(Stored data entries)
Content starts

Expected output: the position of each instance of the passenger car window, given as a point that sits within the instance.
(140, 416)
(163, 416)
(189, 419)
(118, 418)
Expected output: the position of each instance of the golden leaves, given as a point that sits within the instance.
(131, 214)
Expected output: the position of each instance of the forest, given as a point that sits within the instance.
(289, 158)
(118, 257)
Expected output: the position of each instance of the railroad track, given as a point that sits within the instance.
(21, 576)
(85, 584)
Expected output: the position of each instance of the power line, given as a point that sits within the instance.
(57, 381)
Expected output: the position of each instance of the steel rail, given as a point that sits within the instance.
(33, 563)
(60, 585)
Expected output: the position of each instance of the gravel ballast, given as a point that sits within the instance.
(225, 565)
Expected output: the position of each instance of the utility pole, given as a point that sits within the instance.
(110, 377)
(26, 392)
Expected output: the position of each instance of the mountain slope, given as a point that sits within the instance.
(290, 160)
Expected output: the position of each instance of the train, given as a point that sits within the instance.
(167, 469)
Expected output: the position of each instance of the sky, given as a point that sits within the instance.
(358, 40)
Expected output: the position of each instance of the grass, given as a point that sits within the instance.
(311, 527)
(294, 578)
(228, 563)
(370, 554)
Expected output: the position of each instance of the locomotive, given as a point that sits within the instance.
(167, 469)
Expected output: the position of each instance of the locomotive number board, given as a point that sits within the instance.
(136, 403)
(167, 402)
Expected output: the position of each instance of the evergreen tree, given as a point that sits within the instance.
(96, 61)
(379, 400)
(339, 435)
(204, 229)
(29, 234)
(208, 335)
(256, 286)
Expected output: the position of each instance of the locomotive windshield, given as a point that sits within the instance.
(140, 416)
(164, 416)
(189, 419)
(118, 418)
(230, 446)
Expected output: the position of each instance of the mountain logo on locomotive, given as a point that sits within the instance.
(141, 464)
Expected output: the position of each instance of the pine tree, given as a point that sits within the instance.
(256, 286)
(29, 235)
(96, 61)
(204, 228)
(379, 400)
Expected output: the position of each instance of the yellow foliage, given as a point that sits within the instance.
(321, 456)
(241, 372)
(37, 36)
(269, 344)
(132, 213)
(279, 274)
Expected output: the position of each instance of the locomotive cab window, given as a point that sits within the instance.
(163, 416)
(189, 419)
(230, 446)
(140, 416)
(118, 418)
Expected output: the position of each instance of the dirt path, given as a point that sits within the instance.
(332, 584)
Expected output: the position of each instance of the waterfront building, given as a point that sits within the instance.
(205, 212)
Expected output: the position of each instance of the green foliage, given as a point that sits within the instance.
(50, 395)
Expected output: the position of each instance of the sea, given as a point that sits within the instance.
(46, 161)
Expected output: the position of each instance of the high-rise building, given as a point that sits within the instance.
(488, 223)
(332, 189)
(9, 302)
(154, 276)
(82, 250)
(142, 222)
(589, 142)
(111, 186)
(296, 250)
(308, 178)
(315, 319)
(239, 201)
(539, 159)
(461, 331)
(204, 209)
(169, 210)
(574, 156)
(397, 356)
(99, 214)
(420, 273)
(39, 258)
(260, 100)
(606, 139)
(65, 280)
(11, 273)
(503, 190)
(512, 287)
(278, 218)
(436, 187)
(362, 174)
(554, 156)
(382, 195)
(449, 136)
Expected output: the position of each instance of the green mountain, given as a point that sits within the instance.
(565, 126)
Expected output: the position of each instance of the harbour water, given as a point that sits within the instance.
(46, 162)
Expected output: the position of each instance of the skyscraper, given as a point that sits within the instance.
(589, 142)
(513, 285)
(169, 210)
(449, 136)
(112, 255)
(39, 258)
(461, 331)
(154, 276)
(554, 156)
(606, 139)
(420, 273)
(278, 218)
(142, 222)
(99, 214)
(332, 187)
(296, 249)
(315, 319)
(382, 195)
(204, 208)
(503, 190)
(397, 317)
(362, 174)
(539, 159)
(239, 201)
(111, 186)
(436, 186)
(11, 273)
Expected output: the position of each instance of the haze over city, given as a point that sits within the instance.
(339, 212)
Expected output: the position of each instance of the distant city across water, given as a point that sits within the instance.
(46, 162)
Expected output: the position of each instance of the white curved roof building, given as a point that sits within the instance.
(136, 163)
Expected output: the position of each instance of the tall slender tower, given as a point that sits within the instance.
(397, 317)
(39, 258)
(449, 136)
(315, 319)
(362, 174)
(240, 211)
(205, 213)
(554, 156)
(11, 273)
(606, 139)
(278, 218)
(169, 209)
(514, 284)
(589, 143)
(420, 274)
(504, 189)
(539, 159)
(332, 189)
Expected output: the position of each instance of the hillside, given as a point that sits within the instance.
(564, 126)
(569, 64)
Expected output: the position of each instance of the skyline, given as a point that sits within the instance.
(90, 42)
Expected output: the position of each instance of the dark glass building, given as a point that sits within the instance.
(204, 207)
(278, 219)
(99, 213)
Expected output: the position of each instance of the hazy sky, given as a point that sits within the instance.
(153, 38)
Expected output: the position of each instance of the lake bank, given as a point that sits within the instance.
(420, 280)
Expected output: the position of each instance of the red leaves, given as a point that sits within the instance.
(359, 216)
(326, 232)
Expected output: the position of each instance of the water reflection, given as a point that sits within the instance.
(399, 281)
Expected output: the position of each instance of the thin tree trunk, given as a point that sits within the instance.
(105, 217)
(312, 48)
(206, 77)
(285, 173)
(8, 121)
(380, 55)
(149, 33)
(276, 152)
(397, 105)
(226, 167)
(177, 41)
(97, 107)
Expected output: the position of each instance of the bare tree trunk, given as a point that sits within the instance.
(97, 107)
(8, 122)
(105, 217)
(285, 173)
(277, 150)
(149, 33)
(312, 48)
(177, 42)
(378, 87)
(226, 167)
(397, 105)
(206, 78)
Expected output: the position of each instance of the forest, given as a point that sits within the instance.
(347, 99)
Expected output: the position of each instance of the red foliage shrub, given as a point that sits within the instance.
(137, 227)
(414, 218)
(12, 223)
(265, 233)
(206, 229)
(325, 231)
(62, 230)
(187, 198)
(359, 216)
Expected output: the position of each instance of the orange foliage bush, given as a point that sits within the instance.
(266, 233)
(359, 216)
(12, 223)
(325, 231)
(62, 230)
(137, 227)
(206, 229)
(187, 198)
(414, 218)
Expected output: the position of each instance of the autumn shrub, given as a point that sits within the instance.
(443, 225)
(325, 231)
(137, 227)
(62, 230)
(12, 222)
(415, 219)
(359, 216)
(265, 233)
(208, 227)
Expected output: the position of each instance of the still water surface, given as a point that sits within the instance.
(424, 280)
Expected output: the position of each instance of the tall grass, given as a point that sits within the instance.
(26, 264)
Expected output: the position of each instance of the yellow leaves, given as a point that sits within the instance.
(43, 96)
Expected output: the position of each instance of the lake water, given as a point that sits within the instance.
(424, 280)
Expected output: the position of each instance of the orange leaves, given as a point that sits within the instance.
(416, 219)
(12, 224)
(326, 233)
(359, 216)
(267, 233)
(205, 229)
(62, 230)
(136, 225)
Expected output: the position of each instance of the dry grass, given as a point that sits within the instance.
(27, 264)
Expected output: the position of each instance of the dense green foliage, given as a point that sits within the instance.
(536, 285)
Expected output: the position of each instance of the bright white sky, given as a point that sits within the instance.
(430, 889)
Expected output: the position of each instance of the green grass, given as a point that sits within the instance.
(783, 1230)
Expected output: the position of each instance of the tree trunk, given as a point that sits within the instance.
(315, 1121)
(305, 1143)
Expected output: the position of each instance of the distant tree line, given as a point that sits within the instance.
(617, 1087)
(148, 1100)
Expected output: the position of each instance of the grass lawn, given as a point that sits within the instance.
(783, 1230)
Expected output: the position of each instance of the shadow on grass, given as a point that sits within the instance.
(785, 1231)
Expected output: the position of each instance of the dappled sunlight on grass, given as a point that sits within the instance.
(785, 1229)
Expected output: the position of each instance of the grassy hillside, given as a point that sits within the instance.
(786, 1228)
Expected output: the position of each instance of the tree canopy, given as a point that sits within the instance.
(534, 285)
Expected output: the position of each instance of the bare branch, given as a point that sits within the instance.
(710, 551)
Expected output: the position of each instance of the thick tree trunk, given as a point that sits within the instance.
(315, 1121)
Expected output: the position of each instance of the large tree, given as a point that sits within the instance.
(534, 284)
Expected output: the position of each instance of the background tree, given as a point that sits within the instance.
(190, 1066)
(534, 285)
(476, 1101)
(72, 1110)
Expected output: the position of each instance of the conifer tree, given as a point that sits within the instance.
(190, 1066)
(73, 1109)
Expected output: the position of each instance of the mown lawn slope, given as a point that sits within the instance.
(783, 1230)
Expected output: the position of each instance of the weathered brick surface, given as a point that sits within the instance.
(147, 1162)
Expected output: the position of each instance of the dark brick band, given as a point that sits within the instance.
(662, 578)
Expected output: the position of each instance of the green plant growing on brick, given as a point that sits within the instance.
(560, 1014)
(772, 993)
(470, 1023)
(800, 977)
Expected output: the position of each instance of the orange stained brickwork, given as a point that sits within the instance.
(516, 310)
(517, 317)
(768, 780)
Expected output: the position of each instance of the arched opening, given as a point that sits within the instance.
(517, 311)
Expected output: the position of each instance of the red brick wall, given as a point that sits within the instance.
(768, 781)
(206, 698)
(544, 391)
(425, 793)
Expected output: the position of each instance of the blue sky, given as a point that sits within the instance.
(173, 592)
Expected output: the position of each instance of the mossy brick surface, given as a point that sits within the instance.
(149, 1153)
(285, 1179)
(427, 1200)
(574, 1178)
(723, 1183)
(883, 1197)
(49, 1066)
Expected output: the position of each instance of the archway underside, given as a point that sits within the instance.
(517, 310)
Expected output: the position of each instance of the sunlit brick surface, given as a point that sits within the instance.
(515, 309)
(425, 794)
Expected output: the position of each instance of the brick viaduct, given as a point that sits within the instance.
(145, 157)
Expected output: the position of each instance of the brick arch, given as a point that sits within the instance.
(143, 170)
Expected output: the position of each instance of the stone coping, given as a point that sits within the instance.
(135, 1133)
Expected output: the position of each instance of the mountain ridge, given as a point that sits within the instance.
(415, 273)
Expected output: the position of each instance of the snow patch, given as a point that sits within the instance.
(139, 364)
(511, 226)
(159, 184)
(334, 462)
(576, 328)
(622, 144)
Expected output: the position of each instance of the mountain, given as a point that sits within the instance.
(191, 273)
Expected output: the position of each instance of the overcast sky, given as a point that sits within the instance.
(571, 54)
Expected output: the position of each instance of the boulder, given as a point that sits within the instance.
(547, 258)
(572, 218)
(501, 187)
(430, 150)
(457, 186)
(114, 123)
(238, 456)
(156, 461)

Content ends

Please output only the lines from the one holding "Expected output: the position of each instance of the overcast" to the end of the records, first and last included, exactly as they appear.

ANSWER SPACE:
Expected output: the position of each instance of the overcast sky, given as a point that sits within the instance.
(571, 54)
Expected output: the position of each instance of the boulder, given as a point that sits within the instance.
(547, 258)
(572, 218)
(501, 187)
(430, 150)
(457, 186)
(114, 123)
(238, 456)
(156, 461)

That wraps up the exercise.